◆ **Provided entries**
▬▬▬▬▬▬
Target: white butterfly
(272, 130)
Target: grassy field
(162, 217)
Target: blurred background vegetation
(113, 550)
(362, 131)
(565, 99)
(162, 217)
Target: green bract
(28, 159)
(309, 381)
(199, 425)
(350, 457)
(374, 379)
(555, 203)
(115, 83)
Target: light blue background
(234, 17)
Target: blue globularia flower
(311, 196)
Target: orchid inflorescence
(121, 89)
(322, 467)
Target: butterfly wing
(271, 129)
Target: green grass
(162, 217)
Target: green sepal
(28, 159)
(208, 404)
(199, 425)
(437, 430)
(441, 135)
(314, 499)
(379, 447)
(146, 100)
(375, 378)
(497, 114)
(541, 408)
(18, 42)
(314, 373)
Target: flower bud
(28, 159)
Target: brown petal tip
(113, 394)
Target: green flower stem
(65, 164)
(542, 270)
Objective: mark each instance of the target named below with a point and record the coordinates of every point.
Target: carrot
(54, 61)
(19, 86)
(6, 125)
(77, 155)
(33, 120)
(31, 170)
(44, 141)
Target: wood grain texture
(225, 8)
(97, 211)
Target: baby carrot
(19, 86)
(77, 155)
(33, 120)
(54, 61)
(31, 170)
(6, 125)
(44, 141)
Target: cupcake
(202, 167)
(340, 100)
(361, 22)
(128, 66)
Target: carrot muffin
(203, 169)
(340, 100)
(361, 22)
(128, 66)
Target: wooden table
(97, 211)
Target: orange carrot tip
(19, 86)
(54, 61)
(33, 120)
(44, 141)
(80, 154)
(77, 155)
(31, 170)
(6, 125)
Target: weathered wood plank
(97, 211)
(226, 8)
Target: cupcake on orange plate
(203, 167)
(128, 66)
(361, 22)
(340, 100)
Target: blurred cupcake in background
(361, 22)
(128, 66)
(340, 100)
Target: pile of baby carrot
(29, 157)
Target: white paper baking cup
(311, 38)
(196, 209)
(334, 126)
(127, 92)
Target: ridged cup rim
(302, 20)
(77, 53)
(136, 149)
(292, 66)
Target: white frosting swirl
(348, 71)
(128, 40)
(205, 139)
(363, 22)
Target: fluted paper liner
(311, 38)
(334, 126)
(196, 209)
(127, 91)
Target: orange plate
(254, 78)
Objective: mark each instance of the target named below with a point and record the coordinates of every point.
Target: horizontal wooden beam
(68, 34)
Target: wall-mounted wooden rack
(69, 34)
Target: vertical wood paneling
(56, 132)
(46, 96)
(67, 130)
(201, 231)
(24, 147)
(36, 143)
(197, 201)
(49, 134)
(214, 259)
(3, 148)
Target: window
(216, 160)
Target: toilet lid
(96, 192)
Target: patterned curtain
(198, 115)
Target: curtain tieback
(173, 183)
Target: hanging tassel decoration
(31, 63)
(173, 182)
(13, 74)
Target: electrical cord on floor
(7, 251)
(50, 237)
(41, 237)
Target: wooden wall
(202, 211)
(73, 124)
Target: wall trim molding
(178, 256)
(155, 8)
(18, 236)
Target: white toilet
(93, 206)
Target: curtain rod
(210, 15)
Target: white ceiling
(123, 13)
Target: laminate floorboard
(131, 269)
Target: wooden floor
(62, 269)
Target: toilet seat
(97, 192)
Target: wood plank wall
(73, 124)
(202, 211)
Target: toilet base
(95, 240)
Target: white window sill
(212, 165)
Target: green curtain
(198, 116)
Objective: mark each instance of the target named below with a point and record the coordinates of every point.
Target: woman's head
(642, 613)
▬▬▬▬▬▬
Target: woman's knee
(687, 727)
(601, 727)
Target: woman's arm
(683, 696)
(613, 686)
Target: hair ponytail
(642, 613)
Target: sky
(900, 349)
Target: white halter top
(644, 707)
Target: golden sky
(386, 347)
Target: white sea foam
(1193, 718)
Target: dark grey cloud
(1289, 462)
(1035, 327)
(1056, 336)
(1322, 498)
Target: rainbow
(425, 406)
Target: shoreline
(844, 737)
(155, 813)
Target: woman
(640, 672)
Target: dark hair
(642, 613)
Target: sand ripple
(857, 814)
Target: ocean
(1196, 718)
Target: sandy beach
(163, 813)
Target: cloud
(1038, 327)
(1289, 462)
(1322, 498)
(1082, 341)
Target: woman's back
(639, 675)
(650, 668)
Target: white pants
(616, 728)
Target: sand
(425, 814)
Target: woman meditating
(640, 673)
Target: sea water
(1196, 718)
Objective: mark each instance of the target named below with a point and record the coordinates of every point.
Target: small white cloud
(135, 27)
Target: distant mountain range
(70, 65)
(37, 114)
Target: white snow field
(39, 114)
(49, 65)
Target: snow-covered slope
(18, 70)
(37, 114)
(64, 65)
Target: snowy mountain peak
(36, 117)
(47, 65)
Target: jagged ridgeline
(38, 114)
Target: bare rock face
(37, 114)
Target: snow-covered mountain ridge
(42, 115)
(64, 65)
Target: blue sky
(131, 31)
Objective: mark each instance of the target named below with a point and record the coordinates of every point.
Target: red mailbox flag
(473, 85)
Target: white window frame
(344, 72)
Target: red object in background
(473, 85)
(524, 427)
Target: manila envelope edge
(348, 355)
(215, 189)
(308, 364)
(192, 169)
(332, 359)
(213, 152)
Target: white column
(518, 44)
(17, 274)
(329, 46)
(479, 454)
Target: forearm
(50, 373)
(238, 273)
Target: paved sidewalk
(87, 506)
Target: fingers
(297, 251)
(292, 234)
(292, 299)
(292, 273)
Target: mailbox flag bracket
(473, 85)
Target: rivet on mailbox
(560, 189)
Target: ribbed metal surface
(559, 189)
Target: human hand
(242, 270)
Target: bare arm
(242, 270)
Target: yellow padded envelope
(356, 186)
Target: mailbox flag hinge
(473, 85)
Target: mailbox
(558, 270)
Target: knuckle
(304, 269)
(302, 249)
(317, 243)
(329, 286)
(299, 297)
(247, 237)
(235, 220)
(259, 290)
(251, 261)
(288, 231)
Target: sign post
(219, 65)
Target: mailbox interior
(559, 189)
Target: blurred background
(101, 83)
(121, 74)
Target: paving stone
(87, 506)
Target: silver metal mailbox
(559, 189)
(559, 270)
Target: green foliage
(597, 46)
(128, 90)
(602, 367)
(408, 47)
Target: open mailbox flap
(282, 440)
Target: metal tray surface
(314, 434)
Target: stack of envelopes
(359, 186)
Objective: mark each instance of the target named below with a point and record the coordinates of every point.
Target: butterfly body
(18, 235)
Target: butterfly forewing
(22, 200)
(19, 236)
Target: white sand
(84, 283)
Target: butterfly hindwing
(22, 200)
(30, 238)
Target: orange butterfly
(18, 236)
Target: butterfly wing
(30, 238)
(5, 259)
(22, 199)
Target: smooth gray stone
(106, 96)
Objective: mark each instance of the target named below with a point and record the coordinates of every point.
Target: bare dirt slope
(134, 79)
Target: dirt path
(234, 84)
▬▬▬▬▬▬
◆ **Required work**
Tally how many lines in the entries above contain the string "butterfly", treating uppercase and lowercase as different. Reply with the number alone.

◆ **Solution**
7